## [Text shown]

Weekly Wonder: Americans are choosing safer options this Halloween

BU News Service
By Paige Colley

While Americans are ready to celebrate Halloween, they’re looking for COVID-19 safe ways to do it.

An annual survey from the National Retail Federation shows that the Halloween spirit is strong this year, with more focus on activities that can be done safely, compared to 2019. Forty-six percent of respondents plan on dressing up, which is about the same number as last year. Almost as equal as last year also are the 18% of people planning on dressing up their pets.

Halloween pet costumes have been around for a while, with popularity growing in 2010 with the rise of Instagram. The Annual Tompkins Square Park Halloween Dog Parade, held in October in New York City, is celebrating its 30th anniversary this year with a virtual gathering. Boston has also begun to host its own pet parade at Faneuil Hall; however, this year’s celebration, which would have been its eighth year, has been canceled.

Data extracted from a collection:

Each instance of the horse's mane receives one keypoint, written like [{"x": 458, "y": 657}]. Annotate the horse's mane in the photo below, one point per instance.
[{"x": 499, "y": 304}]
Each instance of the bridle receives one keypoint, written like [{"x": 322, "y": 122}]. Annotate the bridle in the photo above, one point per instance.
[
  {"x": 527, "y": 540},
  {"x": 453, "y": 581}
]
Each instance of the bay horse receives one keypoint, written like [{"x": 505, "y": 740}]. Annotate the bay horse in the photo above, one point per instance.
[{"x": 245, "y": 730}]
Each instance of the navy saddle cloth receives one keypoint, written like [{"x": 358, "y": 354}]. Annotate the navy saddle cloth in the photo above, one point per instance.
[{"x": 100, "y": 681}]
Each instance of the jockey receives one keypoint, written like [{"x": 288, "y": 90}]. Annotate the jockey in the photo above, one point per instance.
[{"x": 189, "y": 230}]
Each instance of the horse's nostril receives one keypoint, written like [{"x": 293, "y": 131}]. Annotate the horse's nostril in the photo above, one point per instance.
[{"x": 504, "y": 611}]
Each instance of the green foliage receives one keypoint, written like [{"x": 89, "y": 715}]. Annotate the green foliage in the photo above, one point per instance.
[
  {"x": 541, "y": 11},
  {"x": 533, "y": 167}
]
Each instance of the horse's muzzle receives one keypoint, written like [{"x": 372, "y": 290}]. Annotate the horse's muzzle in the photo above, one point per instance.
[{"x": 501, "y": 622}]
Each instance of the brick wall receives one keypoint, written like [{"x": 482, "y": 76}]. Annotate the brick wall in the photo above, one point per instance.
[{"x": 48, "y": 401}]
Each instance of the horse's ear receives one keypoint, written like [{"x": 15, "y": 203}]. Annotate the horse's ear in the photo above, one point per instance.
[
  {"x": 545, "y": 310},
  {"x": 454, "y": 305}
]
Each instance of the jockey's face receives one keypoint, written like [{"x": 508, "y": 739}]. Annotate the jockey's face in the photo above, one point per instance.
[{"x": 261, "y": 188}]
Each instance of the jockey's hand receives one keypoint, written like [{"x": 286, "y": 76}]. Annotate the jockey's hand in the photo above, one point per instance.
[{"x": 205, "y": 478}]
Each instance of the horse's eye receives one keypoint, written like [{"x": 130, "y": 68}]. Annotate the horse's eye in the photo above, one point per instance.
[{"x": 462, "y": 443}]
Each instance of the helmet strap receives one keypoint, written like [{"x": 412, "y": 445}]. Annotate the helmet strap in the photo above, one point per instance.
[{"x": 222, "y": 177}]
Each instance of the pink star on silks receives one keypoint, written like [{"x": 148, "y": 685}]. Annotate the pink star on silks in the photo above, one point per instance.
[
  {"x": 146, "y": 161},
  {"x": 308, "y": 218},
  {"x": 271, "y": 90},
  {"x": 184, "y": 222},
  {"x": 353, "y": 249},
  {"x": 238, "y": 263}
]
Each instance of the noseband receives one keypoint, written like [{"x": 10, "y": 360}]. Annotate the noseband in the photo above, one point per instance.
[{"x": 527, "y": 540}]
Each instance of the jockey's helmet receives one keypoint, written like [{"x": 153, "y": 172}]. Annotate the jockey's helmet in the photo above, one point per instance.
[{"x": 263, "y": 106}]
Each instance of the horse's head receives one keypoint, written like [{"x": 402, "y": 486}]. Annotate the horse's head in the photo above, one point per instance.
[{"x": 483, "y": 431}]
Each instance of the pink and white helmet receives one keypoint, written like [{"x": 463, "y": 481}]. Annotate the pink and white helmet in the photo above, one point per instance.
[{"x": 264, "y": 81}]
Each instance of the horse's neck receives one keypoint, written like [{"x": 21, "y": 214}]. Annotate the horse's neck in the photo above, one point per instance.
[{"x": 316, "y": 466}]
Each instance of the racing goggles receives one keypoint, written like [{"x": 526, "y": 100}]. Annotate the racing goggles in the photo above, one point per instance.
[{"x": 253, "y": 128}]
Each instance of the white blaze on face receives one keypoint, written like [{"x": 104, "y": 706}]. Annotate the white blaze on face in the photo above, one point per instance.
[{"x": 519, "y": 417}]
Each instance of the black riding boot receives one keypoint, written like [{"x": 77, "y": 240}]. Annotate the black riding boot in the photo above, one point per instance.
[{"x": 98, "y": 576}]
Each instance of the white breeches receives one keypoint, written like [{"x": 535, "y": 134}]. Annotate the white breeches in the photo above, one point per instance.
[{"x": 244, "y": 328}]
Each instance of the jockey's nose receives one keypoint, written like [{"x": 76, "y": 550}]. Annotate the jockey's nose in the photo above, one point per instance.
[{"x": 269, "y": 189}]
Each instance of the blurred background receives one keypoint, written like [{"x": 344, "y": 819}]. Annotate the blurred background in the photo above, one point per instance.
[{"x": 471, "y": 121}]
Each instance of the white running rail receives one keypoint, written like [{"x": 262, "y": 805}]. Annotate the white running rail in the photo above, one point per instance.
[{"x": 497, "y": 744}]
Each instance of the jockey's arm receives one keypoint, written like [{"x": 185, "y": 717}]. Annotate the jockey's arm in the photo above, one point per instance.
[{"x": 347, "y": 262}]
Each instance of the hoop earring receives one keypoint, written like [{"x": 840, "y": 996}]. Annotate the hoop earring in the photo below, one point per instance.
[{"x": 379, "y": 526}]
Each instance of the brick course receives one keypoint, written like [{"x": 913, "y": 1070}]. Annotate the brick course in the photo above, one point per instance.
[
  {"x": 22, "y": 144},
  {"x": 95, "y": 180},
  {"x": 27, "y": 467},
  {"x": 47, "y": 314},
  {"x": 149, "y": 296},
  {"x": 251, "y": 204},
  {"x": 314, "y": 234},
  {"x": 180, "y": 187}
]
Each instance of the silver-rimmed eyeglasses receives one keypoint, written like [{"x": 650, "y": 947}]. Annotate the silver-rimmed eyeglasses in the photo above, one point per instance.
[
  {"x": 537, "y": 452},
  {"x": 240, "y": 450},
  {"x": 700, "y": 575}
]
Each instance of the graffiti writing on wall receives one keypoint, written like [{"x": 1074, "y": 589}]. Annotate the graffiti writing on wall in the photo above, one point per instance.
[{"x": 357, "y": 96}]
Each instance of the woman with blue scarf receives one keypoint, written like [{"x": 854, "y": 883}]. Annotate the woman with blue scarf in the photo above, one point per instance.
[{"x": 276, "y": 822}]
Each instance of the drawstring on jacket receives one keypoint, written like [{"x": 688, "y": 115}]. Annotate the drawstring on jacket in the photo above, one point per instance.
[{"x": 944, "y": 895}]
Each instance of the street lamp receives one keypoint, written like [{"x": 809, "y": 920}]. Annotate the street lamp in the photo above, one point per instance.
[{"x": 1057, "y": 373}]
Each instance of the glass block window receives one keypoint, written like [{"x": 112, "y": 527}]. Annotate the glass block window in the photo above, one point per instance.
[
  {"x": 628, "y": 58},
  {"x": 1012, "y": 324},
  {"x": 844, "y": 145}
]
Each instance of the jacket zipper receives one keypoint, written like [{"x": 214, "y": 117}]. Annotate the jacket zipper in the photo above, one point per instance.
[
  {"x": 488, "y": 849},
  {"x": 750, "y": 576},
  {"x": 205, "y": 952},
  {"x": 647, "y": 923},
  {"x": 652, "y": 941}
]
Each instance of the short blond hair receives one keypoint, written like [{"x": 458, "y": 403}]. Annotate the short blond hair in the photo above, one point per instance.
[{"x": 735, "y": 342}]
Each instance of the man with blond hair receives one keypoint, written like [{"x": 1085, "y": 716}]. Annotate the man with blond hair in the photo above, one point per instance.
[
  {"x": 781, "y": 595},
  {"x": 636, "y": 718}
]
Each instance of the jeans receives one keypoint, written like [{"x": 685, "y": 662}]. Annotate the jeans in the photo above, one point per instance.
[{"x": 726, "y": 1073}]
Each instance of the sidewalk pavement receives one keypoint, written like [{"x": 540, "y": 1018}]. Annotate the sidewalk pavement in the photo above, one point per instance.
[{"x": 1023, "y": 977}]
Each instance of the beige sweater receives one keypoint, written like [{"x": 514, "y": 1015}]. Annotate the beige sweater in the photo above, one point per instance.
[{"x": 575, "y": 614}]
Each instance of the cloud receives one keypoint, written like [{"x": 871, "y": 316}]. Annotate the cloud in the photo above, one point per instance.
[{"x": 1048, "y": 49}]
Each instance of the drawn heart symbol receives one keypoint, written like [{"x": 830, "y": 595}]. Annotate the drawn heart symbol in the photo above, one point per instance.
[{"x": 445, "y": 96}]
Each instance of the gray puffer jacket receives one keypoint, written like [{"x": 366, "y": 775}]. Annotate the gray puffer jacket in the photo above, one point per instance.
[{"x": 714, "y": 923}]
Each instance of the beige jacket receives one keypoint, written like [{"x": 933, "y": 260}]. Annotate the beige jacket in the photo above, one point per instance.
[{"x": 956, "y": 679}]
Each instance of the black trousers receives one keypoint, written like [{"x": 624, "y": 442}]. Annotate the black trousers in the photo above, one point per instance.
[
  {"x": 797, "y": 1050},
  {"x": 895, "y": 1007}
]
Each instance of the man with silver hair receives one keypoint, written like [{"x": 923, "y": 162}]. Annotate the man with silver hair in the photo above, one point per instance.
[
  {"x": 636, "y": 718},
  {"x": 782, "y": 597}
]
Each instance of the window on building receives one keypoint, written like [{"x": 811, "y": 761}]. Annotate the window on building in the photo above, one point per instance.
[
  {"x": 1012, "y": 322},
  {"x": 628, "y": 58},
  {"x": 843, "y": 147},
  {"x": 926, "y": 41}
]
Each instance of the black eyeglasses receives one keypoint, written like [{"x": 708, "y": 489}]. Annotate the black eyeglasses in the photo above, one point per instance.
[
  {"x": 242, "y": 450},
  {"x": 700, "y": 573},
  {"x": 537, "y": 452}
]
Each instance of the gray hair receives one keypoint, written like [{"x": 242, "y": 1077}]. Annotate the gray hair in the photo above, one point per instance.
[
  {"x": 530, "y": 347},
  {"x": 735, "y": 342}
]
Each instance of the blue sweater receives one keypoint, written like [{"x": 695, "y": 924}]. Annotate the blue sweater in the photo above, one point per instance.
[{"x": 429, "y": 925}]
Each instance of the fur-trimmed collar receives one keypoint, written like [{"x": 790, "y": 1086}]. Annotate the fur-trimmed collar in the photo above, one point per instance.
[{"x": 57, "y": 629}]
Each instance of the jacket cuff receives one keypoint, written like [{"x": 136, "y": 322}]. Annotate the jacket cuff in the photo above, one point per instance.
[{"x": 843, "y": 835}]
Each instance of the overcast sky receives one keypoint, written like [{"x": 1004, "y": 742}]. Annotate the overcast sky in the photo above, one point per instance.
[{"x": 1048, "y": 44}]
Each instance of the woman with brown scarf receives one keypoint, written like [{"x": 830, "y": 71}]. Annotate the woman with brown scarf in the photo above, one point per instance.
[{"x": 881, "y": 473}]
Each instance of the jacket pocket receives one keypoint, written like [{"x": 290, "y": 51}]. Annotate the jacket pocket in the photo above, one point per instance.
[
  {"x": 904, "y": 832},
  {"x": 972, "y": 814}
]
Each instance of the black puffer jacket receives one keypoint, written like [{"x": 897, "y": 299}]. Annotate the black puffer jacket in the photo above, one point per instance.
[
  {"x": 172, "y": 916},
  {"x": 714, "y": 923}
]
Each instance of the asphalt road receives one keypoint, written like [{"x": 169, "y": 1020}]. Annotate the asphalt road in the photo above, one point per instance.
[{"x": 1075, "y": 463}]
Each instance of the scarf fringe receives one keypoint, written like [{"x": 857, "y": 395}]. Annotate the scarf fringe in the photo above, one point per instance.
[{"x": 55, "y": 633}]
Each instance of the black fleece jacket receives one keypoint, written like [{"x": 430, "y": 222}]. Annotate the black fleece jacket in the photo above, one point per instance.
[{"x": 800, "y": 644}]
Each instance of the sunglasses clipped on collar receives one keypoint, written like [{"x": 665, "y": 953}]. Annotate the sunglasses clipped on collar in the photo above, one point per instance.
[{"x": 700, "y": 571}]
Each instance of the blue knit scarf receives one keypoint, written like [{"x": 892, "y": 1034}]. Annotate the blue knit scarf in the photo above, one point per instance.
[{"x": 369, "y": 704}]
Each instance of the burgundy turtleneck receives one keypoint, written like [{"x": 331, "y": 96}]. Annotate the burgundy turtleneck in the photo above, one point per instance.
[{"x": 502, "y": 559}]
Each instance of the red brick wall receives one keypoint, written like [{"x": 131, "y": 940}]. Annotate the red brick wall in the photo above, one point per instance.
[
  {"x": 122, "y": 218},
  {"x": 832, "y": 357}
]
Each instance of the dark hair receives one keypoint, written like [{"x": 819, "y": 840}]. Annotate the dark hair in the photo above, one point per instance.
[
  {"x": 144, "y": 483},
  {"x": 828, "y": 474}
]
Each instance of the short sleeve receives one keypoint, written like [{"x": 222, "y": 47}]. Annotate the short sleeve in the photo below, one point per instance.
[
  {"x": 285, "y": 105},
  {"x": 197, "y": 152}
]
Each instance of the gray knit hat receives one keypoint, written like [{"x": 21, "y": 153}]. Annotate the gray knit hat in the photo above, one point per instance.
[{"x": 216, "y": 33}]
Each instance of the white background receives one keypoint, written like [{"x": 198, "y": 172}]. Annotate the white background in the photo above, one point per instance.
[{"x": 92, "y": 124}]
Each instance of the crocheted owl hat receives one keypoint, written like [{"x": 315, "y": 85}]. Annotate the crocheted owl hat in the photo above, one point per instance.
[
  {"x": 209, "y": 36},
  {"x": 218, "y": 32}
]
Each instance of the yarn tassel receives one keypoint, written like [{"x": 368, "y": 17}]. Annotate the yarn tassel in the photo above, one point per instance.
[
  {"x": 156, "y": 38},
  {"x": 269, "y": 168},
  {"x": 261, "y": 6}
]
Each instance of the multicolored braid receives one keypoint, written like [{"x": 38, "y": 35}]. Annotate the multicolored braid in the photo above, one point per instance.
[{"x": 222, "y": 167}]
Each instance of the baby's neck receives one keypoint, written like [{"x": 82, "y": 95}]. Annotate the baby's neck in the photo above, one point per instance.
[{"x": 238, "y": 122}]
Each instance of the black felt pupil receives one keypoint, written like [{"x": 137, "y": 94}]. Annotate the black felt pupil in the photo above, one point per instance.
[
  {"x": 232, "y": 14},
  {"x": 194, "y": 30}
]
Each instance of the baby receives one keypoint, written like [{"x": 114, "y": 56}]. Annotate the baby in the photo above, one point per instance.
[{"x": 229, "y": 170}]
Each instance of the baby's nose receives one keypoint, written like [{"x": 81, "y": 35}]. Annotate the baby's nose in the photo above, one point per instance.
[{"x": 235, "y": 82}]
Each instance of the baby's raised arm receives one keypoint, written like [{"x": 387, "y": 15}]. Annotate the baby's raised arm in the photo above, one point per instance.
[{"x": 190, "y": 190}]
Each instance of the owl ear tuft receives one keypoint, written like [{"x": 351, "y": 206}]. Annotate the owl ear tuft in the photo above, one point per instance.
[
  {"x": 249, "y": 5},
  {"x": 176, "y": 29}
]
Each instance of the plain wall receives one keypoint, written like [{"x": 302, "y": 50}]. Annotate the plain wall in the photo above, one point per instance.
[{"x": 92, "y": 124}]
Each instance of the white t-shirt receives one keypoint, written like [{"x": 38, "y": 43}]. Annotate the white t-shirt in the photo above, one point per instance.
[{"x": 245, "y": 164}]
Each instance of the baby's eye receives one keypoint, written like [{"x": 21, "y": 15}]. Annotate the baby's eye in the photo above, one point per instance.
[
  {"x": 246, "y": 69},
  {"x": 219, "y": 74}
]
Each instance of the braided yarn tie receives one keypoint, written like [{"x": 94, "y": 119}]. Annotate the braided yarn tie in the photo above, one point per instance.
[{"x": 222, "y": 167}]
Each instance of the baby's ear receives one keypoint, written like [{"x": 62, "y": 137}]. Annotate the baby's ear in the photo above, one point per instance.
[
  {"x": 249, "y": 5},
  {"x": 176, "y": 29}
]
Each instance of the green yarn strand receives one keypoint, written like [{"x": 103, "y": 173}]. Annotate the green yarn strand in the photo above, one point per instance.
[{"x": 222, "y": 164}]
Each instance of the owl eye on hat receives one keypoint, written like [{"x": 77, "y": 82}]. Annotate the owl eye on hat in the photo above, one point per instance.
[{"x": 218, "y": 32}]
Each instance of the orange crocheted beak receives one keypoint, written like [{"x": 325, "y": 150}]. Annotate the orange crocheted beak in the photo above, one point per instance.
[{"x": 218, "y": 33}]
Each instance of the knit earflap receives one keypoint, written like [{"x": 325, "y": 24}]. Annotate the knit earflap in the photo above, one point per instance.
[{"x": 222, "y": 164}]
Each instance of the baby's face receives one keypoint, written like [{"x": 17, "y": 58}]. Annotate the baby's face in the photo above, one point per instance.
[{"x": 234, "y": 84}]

## [Questions]
- 1) What percentage of respondents does the Halloween article say plan to dress up their pets?
- 2) Extract the stretch of the Halloween article from "Halloween pet costumes" through "has been canceled.".

## [Numbered responses]
- 1) 18%

- 2)
Halloween pet costumes have been around for a while, with popularity growing in 2010 with the rise of Instagram. The Annual Tompkins Square Park Halloween Dog Parade, held in October in New York City, is celebrating its 30th anniversary this year with a virtual gathering. Boston has also begun to host its own pet parade at Faneuil Hall; however, this year’s celebration, which would have been its eighth year, has been canceled.